INFORMATION GIVEN START

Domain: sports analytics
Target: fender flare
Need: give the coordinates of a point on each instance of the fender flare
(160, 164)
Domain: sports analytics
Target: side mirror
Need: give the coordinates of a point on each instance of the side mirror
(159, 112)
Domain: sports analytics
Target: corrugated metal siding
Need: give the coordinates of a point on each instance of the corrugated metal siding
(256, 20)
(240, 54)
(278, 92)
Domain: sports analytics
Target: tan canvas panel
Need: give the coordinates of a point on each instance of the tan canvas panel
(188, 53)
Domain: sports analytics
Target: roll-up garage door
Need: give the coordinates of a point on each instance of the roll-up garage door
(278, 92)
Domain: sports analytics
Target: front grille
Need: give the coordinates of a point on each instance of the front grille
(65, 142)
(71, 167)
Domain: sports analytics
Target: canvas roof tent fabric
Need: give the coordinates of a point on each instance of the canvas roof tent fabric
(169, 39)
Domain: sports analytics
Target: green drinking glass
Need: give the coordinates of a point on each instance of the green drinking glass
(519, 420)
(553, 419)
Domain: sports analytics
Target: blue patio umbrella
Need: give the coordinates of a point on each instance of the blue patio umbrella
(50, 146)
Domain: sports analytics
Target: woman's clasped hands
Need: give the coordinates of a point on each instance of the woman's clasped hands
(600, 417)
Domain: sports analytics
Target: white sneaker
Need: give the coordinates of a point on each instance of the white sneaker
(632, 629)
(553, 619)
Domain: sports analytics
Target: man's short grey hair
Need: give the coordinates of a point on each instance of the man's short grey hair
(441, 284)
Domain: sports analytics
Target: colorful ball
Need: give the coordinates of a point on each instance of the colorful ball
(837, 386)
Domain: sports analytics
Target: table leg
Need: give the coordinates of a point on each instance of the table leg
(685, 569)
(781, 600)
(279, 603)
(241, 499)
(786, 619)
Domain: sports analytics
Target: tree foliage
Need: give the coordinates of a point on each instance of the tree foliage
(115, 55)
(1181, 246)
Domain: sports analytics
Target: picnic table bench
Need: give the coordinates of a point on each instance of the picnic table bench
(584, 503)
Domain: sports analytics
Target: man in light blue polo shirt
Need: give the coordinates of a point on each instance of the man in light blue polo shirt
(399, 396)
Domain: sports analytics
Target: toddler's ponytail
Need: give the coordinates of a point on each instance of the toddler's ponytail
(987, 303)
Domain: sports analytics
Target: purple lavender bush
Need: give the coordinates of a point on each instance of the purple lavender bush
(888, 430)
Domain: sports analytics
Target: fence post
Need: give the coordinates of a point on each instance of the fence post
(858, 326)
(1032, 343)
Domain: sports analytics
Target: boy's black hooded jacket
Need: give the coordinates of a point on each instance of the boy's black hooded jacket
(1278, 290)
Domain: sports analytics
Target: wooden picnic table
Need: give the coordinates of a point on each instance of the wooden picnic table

INFORMATION GIVEN END

ASSIGNMENT:
Print the whole listing above exactly, please.

TASK RESPONSE:
Domain: sports analytics
Target: fender flare
Need: give the coordinates of a point on each instance of the fender flare
(160, 164)
Domain: sports analytics
Target: side mirror
Need: give the coordinates of a point on each instance of the side mirror
(159, 112)
Domain: sports analytics
Target: corrugated metal siding
Need: give the coordinates of a point on each instance of the corrugated metal siding
(256, 20)
(240, 54)
(278, 92)
Domain: sports analytics
Target: tan canvas panel
Need: give the coordinates of a point on each instance of the tan canvas panel
(188, 53)
Domain: sports analytics
Target: roll-up garage door
Need: give the coordinates of a point on each instance of the roll-up garage door
(278, 92)
Domain: sports analytics
Target: front grille
Need: give the coordinates of a point on each instance of the front grille
(65, 142)
(71, 167)
Domain: sports analytics
Target: canvas roof tent fabric
Need: give the coordinates of a point on each instance of the canvas roof tent fabric
(169, 39)
Domain: sports analytics
Target: green drinking glass
Need: give the coordinates of a point on each instance of the green drinking glass
(519, 420)
(553, 419)
Domain: sports analytics
Target: blue patio umbrella
Need: give the coordinates of a point on each instance of the blue patio umbrella
(50, 146)
Domain: sports analytics
Target: woman's clasped hands
Need: give the coordinates of a point on each instance of the woman's clasped hands
(600, 417)
Domain: sports analytics
Target: white sneaker
Need: give the coordinates of a point on each instance of the white sneaker
(632, 629)
(553, 619)
Domain: sports analytics
Target: man's short grey hair
Need: give the coordinates of a point on each instance of the man's short grey hair
(441, 284)
Domain: sports analytics
Target: colorful ball
Need: give the coordinates of a point on each instance of the colorful ball
(837, 386)
Domain: sports analytics
Target: table leg
Need: give the coordinates of a point on each instance of the table leg
(685, 569)
(781, 600)
(279, 603)
(241, 499)
(786, 619)
Domain: sports analytics
Target: tree foliage
Need: give the coordinates of a point on each instance of the tree foliage
(115, 55)
(1181, 246)
Domain: sports analytics
Target: picnic table bench
Need: give the coordinates of a point on each instance of the picnic table bench
(584, 503)
Domain: sports analytics
Target: man in light blue polo shirt
Need: give the coordinates of a point on each instance of the man in light blue polo shirt
(399, 396)
Domain: sports analytics
Target: toddler's ponytail
Need: give the coordinates of a point on each instance of the toddler's ponytail
(987, 303)
Domain: sports analytics
Target: purple lavender bush
Need: give the coordinates of a point on each instance of the purple lavender bush
(888, 430)
Domain: sports analytics
Target: fence post
Need: give the coordinates of a point on each instance of the fence post
(858, 326)
(1032, 343)
Domain: sports analytics
Target: boy's black hooded jacket
Need: give the coordinates of a point on each instance of the boy's black hooded jacket
(1278, 290)
Domain: sports analytics
Target: wooden picnic table
Need: give the coordinates of a point on each instance of the wooden picnic table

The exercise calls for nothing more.